Referring expression pointing data
- - -

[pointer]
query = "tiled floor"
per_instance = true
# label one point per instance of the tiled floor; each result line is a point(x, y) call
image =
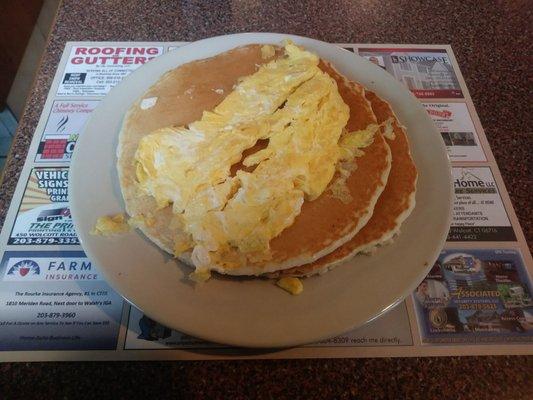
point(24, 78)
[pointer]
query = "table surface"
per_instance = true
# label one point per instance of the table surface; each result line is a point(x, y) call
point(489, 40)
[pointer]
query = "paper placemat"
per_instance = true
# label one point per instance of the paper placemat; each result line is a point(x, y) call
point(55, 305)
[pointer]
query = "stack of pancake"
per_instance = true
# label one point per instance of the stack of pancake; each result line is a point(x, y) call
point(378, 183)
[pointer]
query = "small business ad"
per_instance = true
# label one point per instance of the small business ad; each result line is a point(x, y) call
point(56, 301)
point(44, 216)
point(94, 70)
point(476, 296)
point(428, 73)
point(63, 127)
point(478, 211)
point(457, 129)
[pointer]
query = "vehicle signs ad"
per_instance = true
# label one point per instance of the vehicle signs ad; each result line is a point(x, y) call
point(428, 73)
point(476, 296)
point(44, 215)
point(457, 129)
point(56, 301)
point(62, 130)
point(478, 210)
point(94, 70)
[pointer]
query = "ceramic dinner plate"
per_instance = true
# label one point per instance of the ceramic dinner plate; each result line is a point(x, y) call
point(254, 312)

- - -

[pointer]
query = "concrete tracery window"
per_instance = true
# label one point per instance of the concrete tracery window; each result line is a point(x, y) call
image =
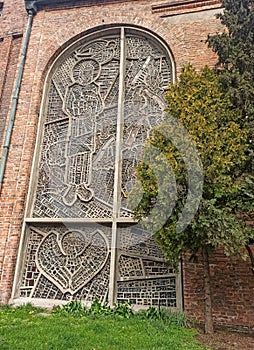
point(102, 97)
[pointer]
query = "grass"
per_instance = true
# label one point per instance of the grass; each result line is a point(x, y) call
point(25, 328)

- - -

What is being asked | A line belongs in the answer if it contains the word "window"; copy every such line from the data above.

Task response |
query = "concrete tracery window"
# label one point per instance of the concrete tracery window; each result line is a point(x, y) call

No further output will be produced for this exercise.